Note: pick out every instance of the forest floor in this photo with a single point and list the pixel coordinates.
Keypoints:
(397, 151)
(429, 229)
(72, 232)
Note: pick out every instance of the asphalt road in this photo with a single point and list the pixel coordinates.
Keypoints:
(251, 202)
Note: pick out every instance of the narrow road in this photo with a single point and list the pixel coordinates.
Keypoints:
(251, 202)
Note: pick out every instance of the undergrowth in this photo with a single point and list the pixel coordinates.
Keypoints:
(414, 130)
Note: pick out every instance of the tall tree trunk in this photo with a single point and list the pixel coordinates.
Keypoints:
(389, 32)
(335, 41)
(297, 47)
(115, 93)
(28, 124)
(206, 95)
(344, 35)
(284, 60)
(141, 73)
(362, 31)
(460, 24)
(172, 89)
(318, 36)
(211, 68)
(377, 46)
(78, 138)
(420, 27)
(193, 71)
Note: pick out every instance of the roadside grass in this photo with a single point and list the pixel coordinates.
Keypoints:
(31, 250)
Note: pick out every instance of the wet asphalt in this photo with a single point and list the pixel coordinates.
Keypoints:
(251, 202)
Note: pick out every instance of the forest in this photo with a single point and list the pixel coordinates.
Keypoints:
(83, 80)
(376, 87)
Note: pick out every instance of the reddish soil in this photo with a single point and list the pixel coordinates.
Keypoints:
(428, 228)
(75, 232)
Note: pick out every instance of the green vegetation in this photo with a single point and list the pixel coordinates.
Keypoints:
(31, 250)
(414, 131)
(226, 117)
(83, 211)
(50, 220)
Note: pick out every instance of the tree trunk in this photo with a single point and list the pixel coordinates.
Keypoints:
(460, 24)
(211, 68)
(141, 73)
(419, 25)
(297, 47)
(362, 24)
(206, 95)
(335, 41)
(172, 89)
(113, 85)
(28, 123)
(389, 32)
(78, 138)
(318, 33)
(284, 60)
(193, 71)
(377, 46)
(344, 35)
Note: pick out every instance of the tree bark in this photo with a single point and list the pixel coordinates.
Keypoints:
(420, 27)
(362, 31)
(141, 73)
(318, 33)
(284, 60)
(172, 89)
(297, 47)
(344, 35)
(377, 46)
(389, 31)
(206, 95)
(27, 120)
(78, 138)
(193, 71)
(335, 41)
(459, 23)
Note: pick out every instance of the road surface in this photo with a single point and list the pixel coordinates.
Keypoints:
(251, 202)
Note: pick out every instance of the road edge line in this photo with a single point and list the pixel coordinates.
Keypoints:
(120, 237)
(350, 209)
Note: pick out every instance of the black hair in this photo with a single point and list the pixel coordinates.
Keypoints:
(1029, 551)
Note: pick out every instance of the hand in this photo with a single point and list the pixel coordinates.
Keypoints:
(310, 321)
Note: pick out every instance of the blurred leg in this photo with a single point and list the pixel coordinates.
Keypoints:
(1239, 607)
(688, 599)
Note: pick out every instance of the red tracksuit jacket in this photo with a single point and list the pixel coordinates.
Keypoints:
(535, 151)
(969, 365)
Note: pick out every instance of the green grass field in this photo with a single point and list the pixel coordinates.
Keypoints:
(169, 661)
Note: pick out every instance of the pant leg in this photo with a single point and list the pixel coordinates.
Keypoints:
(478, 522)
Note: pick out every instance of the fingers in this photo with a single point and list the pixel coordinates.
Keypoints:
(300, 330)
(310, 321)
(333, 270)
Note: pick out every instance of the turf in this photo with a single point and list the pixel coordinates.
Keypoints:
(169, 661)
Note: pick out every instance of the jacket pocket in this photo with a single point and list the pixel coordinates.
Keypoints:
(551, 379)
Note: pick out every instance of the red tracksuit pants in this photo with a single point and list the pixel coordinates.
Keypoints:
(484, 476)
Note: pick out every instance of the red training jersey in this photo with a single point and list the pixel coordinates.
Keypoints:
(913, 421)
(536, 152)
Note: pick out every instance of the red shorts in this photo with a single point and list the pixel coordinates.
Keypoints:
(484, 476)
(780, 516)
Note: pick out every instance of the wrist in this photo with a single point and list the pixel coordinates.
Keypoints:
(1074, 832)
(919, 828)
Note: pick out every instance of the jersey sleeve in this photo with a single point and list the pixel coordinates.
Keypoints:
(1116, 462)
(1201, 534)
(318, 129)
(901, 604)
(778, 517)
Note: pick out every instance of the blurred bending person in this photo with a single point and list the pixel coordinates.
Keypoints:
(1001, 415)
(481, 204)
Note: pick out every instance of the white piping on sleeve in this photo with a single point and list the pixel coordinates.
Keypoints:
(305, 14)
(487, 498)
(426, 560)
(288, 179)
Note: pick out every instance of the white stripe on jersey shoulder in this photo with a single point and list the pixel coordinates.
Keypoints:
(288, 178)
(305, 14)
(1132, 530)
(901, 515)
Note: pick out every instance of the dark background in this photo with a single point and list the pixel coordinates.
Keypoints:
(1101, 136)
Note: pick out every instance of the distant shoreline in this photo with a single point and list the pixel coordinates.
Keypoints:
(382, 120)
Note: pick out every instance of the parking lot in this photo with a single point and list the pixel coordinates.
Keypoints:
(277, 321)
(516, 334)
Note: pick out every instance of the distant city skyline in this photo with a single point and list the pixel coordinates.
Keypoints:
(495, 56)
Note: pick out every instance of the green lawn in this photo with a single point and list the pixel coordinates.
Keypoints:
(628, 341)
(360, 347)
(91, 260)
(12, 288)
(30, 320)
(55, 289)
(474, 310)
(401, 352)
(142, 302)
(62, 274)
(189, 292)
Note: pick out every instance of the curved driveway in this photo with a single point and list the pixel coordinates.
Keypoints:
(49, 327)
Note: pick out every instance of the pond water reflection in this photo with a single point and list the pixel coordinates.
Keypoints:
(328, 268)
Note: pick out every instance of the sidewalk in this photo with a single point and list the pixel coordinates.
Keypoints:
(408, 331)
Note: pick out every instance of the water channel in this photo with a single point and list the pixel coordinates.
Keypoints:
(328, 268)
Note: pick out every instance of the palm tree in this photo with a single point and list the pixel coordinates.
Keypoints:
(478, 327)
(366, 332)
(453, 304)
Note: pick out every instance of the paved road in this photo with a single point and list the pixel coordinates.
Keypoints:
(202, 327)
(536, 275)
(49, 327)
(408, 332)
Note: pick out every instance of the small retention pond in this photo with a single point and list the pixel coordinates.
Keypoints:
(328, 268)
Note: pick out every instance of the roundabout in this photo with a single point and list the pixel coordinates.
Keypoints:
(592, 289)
____________
* YOUR TASK *
Please report every line of the listing that contains the string "green".

* RESPONSE AREA *
Note: pick out every instance of the green vegetation in this photo with a single point and list the pixel coordinates.
Note: pick out every instance of the green grass field in this photo with a single point and list the pixel coordinates.
Note: pick out every instance of the green lawn in this photo with a single point and list the pixel coordinates.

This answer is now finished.